▶ **Verilen metin**:
__________________________________________________
Bakın ısrarla söylüyoruz, Türkiye’nin 5 temel meselesi var. Ekonomi, demokrasi, eğitim, dış politika ve toplumsal barış. 100 günlük planın içerisinde bunlara çare olabilecek hiçbir şey yok. Üretime dönük yapısal önlemler yok. Türkiye’de geçim sıkıntısını ortadan kaldırmaya dönük, enflasyonu düşürmeye dönük herhangi bir ciddi önlem paketi yok ve seçim öncesi verdikleri vaatlerin hiçbirisi yok. En çok söyledikleri 3600 ek gösterge vereceklerini söylüyorlardı polislere, sağlık görevlilerine yok 100 günlük paket içerisinde. Erdoğan’a soruyorum nerede kaldı bunlar paketin dibine mi düştü, görülmedik bir yerde mi? Yolda gelirken sepeti açıklamaya getirirken altında delik vardı da düştü, kayboldu mu? Söz verirken veriyordunuz bunları, milletin oyunu alırken bu sözleri verip milletin oyunu aldınız.

Bakın, Erdoğan ne diyordu o zaman dolar yükselirken seçimlerden hemen önce söylediği bir söz vardı hatırlayın. 5 Haziran 2018 tarihinde diyordu ki, “Şu seçimler olsun, hele bir 24 Haziran bitsin ondan sonra bakın bunlarla hesaplaşacağız, bütün bu işler bitecek.” Ne oldu? 24 Haziran 40 gün geçti, 40 gün sonra Türk lirası tepetaklak oldu, dolar aldı başını gidiyor. Hani hesaplaşacaktın? O zamanda söyledik varsa yapacağın bir şey niye seçimi bekliyorsun Erdoğan? Türkiye ekonomisini verimsiz alanlarda uluslararası piyasalarda kırılgan bir noktaya teslim etmiş bir anlayış. Bu anlayıştan millete, vatandaşa refah çıkmayacak. Bu çok açık ortaya çıktı.

LGS SINAVLARI BU İKTİDARIN UTANCIDIR

Şimdi bu 100 günlük paket içerisinde eğitimle ilgili de herhangi bir ciddi adım ya da işaret göremiyorsunuz. Bakın eğitim konusunda Türkiye içler acısı bir durumda. Son LGS sınavlar yapıldı. LGS sınavları bu iktidarın utancıdır. Eğitimle ilgili bu iktidarın utancıdır. 1 milyon 180 bin öğrenci sınava girdi, 1 milyon 180 bin öğrenciden 190 bini hiçbir yere kayıt yaptıramadı. 122 bin 539’u da istediği okullara kayıt yaptıramadılar. Arkasından üstüne üstlük Yüksek Öğretim Kurumları sınavları YKS sınavları oldu başarısızlık rekoru. Sorulara verilen cevaplara baktığınız zaman matematikte, Türkçede, sosyal bilimlerde başarısızlık rekoru. Bu nasıl bir eğitim sistemi yarattıklarının göstergesi. Bu aslında çocuklarımızın başarısızlığı değil, bu sistemin başarısızlığı, bu iktidarın başarısızlığı. 16 yıl içerisinde kendi arzu ettikleri kuşakları yetiştirme, yaratma anlayışıyla ideolojik eksende eğitimi tarumar eden bu anlayış çocuklarımızın geleceğini çalmıştır. Bugün sınavlarla gelinen nokta apaçık bunu göstermiştir. Türkiye eğitimde, ekonomide iflas etmiş bir tabloyla, iflas etmiş bir iktidarla karşı karşıyadır. Önümüzdeki süreç bu iflas eden iktidarı değiştirmek ve Türkiye’nin geleceğini yeni ve doğru bir anlayışla kuracak bir Türkiye siyaseti kurgulamaktan geçiyor.
__________________________________________________
▶ **Yapılacaklar**:
• 1. Verilen metne göre şu soruları yanıtlayın:
(a) Türkiye'nin 5 temel meselesi hangileridir?
(b) Son LGS sınavına kaç öğrenci girdi?
(c) Erdoğan'ın aktarılan sözü hangi tarihte söylenmiştir?
• 2. Verilen satırlarda "supposedly the cluster" geçen satırdan başlayın ve satırların sonunda durun. İki uç da dahil olmak üzere bu satırların hepsini yeniden yazın. Yalnızca kutu yanıtlarındaki koordinatları 0,7 ile çarpıp tam sayıya yuvarlayın, yarımları yukarı yuvarlayın. Öteki satırlar ve içlerindeki biçim örneği değişmeden kalsın.

▶ **Verilen satırlar**:
__________________________________________________
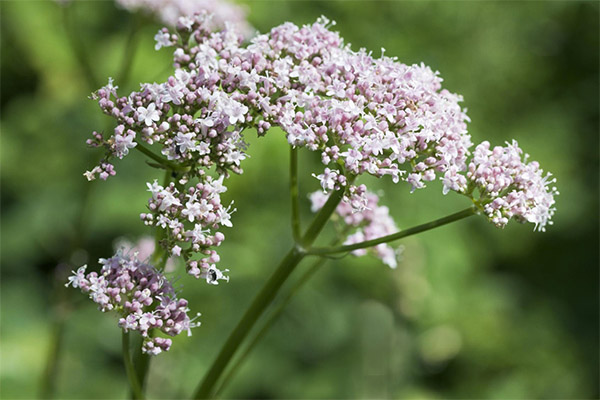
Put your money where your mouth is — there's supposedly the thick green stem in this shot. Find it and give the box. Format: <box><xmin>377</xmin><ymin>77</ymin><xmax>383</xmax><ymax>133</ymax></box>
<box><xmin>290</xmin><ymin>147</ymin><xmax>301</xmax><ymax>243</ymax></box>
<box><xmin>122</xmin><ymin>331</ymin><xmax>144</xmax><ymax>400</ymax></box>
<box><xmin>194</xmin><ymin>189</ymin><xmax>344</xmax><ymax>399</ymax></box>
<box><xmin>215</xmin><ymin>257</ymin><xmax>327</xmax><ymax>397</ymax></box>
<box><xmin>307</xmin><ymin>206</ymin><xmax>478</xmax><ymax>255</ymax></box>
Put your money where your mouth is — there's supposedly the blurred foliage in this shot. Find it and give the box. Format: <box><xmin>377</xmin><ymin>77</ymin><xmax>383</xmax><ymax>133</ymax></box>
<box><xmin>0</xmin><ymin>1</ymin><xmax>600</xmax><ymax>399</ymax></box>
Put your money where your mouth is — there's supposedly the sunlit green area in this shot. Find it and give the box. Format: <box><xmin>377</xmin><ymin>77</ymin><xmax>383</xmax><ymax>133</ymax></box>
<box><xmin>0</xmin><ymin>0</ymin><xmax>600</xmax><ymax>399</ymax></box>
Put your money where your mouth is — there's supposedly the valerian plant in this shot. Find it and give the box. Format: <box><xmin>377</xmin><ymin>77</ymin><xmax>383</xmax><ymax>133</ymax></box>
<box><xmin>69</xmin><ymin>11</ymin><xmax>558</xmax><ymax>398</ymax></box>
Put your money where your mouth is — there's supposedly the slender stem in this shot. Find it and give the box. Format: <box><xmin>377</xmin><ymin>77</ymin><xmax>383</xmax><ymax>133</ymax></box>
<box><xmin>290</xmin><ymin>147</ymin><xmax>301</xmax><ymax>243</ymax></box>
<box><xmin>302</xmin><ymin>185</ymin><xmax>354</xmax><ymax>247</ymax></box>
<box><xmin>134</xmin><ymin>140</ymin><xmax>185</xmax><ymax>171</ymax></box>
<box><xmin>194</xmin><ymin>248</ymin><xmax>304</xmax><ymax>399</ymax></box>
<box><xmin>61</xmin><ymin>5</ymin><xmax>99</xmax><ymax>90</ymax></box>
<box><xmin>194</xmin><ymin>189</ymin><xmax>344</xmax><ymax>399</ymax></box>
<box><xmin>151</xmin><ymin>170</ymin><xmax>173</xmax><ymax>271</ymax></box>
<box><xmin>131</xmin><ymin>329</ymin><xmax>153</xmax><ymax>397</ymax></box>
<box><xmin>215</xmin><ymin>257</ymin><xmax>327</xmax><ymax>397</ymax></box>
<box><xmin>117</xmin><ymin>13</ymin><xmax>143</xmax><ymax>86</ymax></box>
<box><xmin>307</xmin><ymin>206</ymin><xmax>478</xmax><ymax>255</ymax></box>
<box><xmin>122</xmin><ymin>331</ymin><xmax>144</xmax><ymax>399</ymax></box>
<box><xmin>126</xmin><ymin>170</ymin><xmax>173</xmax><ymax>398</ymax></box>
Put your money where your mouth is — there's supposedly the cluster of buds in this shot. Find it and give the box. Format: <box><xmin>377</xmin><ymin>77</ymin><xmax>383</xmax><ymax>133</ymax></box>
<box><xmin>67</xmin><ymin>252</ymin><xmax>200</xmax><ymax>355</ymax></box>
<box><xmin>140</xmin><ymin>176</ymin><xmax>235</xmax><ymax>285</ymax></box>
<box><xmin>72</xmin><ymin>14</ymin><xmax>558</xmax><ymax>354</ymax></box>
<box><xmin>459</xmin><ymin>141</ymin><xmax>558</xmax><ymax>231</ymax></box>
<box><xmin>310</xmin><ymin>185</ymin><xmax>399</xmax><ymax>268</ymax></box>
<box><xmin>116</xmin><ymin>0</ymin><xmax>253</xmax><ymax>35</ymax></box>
__________________________________________________
▶ **Alıştırma sonuçları**:
• 1.
(a) Ekonomi, demokrasi, eğitim, dış politika ve toplumsal barış.
(b) 1 milyon 180 bin öğrenci.
(c) 5 Haziran 2018.

• 2.
Put your money where your mouth is — there's supposedly the cluster of buds in this shot. Find it and give the box. Format: <box><xmin>377</xmin><ymin>77</ymin><xmax>383</xmax><ymax>133</ymax></box>
<box><xmin>47</xmin><ymin>176</ymin><xmax>140</xmax><ymax>249</ymax></box>
<box><xmin>98</xmin><ymin>123</ymin><xmax>165</xmax><ymax>200</ymax></box>
<box><xmin>50</xmin><ymin>10</ymin><xmax>391</xmax><ymax>248</ymax></box>
<box><xmin>321</xmin><ymin>99</ymin><xmax>391</xmax><ymax>162</ymax></box>
<box><xmin>217</xmin><ymin>130</ymin><xmax>279</xmax><ymax>188</ymax></box>
<box><xmin>81</xmin><ymin>0</ymin><xmax>177</xmax><ymax>25</ymax></box>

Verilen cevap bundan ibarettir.